Instructions to follow:
From the data below, return all lines holding the string "target".

Supplied data:
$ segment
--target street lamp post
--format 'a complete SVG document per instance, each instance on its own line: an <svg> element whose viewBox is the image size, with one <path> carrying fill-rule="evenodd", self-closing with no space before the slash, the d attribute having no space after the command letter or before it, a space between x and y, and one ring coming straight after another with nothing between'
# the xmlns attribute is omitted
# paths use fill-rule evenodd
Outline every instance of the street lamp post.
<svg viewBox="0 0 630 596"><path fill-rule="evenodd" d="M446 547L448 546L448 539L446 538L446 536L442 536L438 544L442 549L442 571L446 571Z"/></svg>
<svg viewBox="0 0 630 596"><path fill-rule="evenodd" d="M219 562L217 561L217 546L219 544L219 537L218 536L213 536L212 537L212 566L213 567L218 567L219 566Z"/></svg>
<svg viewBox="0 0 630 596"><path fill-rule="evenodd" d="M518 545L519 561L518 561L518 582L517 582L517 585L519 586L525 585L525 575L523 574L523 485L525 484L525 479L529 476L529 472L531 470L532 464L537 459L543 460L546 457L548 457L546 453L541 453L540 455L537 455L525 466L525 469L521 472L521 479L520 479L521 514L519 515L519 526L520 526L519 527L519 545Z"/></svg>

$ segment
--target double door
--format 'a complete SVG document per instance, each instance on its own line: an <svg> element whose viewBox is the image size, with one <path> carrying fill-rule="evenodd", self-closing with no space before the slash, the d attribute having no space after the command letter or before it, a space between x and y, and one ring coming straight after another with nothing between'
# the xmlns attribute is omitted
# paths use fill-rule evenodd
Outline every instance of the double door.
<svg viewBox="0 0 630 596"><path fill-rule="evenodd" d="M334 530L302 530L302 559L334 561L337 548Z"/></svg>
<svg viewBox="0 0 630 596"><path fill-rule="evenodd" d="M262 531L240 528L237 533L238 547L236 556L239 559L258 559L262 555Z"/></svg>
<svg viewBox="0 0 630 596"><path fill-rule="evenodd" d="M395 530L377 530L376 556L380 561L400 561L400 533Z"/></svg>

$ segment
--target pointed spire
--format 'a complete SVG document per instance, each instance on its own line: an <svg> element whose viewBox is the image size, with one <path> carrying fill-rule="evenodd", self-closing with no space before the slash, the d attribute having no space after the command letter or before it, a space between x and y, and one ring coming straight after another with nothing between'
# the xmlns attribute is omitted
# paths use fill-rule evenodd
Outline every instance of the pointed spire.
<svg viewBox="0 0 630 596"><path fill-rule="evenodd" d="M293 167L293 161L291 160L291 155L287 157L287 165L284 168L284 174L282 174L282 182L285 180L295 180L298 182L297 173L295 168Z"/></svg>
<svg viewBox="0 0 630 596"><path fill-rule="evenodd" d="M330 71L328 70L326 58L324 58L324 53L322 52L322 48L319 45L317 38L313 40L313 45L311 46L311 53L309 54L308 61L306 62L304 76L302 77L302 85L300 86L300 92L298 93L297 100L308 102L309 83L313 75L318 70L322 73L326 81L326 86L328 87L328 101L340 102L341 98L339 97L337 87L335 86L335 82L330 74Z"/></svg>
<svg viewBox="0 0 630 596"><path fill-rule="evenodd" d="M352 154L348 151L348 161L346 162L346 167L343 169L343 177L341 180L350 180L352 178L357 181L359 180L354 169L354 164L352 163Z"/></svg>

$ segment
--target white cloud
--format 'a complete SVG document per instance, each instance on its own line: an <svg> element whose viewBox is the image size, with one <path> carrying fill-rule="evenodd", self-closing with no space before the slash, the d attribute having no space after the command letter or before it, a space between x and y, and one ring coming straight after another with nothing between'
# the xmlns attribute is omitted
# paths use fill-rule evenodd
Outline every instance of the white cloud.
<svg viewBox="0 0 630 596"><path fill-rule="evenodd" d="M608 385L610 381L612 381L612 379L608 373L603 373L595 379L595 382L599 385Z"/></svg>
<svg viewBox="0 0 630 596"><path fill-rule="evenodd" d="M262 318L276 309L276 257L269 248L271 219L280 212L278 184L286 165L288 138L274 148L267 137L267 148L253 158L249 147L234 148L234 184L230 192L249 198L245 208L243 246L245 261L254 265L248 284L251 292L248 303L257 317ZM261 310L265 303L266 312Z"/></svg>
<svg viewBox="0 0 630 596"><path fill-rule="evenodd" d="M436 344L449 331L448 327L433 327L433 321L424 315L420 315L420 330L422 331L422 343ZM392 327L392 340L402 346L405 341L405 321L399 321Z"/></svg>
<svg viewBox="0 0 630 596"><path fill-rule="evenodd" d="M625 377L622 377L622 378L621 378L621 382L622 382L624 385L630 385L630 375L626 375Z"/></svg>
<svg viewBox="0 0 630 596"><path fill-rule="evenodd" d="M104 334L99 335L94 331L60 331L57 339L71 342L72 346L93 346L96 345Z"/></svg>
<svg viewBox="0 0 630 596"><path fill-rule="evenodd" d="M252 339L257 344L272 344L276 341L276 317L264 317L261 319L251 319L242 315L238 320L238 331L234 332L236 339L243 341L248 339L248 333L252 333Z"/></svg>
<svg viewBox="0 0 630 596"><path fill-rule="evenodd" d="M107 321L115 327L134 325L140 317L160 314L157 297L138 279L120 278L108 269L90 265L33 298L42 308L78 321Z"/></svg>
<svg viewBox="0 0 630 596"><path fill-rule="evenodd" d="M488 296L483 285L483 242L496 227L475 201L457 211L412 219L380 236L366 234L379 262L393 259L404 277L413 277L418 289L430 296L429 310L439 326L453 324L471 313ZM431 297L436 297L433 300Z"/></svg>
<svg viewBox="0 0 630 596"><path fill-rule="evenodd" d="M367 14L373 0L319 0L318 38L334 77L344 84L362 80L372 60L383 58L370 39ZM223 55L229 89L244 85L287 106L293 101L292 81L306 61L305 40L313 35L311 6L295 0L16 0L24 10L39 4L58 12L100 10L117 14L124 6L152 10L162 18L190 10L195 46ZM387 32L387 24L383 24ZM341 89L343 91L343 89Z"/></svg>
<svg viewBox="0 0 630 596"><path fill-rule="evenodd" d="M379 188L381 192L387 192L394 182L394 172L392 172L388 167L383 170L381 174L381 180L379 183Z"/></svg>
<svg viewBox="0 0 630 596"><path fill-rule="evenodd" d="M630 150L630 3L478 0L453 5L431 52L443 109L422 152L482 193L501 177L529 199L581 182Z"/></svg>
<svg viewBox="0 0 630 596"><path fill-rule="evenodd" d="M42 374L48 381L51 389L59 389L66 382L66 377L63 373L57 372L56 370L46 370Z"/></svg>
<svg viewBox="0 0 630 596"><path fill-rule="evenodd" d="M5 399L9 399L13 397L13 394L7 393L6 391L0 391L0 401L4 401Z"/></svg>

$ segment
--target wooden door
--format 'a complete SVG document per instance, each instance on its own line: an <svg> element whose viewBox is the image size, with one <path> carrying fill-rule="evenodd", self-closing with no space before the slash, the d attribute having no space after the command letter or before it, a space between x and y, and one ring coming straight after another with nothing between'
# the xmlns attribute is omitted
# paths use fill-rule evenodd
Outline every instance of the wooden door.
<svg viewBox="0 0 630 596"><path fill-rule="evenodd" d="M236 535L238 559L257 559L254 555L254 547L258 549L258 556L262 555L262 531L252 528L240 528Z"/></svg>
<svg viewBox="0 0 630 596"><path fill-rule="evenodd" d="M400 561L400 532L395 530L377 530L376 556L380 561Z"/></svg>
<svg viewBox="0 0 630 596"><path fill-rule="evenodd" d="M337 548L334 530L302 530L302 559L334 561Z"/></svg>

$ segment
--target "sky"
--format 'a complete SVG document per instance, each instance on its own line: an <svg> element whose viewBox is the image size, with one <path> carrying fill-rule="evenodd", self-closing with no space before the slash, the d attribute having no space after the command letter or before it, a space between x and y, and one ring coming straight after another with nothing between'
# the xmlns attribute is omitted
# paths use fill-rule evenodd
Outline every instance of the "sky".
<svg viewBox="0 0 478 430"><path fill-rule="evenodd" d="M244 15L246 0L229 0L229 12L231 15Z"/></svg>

Solved problem:
--target street lamp post
--target double door
--target pointed spire
--target white cloud
--target wooden door
--target "sky"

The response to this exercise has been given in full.